* Source data *
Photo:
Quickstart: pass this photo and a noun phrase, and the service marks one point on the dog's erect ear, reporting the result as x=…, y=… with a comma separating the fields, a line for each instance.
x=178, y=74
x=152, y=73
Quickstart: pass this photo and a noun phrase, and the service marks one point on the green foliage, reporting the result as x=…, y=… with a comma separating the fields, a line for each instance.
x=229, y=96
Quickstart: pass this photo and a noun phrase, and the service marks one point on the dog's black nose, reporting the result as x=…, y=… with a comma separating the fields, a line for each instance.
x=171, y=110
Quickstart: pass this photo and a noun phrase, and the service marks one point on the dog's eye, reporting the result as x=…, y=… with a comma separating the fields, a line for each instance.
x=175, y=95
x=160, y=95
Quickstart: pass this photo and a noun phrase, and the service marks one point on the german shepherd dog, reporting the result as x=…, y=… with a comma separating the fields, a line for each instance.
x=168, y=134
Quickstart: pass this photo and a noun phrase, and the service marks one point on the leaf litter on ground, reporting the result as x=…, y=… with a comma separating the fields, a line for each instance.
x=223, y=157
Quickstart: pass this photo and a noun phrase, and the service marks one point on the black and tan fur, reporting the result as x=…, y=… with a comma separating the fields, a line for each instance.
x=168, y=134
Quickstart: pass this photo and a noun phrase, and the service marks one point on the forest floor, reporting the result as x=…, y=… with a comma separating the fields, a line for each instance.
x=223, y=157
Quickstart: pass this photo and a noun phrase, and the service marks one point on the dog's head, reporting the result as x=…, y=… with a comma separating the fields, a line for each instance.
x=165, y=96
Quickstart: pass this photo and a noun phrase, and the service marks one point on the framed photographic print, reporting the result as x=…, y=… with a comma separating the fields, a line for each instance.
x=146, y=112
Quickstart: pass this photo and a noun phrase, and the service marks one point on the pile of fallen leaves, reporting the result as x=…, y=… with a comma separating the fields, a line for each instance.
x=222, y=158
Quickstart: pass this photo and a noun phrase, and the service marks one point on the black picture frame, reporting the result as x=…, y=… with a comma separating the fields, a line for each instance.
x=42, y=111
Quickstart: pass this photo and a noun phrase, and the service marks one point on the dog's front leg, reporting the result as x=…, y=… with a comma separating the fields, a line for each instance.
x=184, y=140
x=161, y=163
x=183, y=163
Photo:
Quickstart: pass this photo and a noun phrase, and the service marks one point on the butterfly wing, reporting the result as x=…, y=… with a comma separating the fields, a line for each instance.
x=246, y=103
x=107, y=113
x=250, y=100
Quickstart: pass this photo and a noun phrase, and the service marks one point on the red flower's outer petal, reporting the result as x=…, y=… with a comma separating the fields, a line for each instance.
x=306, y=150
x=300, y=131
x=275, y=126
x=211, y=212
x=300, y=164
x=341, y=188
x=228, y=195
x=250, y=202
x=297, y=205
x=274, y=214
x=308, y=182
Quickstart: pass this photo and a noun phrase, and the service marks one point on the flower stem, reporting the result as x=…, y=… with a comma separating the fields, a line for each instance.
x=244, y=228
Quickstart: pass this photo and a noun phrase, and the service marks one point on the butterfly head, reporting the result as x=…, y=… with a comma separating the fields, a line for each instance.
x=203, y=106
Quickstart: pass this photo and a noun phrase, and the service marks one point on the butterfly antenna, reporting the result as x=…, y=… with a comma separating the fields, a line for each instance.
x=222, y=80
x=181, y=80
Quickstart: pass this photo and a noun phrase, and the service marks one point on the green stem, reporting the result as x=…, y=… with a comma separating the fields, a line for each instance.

* Exercise aim *
Line by line, write out the records above exactly.

* Response below *
Photo:
Quickstart: pass this photo and a noun phrase, and the service marks one point on the dog's erect ear, reporting the result as x=…, y=… with a comma separating the fields, a line for each instance.
x=178, y=74
x=152, y=73
Quickstart: pass this photo and a noun phrase, and the service marks one point on the green foliage, reporting the result as x=…, y=… with a comma separating the fields, a line for each instance.
x=229, y=96
Quickstart: pass this photo and a noun phrase, and the service marks one point on the dog's black nose, reporting the result as x=…, y=… with a comma separating the fields, a line for each instance.
x=171, y=110
Quickstart: pass this photo and a noun phrase, and the service marks one point on the dog's eye, reporting the result as x=…, y=… with a comma separating the fields, a line for each instance.
x=175, y=95
x=160, y=95
Quickstart: pass this photo and a noun phrase, and the service marks one point on the german shepherd dog, reporting the result as x=…, y=… with a comma separating the fields, a line for each instance.
x=168, y=134
Quickstart: pass this photo and a noun phrase, and the service marks one point on the leaf litter on ground, reporting the result as x=…, y=… with a comma separating the fields, a line for each instance.
x=223, y=157
Quickstart: pass this photo and a noun phrase, and the service marks one point on the black and tan fur, reporting the result as x=…, y=… with a comma separating the fields, a line for each instance.
x=168, y=134
Quickstart: pass this photo and a noun phrase, and the service marks one point on the forest floor, reporting the result as x=…, y=… with a comma separating the fields, a line for each instance.
x=223, y=157
Quickstart: pass this photo and a noun phrase, and the service marks one point on the dog's head, reporting the result as x=…, y=… with a comma separating the fields, a line for each instance.
x=165, y=96
Quickstart: pass this photo and a noun phrase, and the service marks one point on the framed photographic print, reporting the result as x=…, y=… with a comma separating the fields, a line for each instance.
x=146, y=112
Quickstart: pass this photo and a noun phrase, and the service marks one point on the pile of fallen leaves, reporting the result as x=…, y=… with a comma separating the fields, a line for each instance.
x=222, y=158
Quickstart: pass this photo and a noun phrase, and the service marks one point on the black picture frame, reporting the result as x=…, y=… with a comma separating the fields, a line for each instance.
x=42, y=111
Quickstart: pass this photo and a noun phrase, and the service marks one point on the dog's front leg, reporting the result as x=…, y=… with a comma separating the fields, a line for each instance.
x=184, y=140
x=161, y=163
x=183, y=163
Photo:
Quickstart: pass this photo and a noun phrase, and the service marks one point on the butterfly wing, reporting the result as x=…, y=… with a comma separating the fields, a line for each instance.
x=246, y=103
x=107, y=113
x=250, y=100
Quickstart: pass this photo and a noun phrase, and the service marks one point on the red flower's outer petal, reporting the result as x=…, y=… with a comma separating the fields, a line for each instance.
x=306, y=150
x=300, y=131
x=275, y=126
x=211, y=212
x=300, y=164
x=341, y=188
x=228, y=195
x=250, y=202
x=297, y=205
x=274, y=214
x=308, y=182
Quickstart: pass this photo and a noun phrase, and the service marks one point on the flower stem, reporting the result as x=…, y=… with a comma separating the fields, a line for each instance.
x=244, y=228
Quickstart: pass this photo and a noun phrase, and the service marks one point on the butterfly head, reporting the result as x=…, y=… with a comma separating the fields, a line for each instance.
x=203, y=106
Quickstart: pass this photo and a noun phrase, and the service marks one point on the butterfly antenna, reporting the result as x=…, y=… with a comma separating the fields, a line for each instance.
x=222, y=80
x=181, y=80
Quickstart: pass this photo and a noun phrase, and the service marks one point on the green stem, reporting the result as x=…, y=… with a comma separating the fields, a line for each instance.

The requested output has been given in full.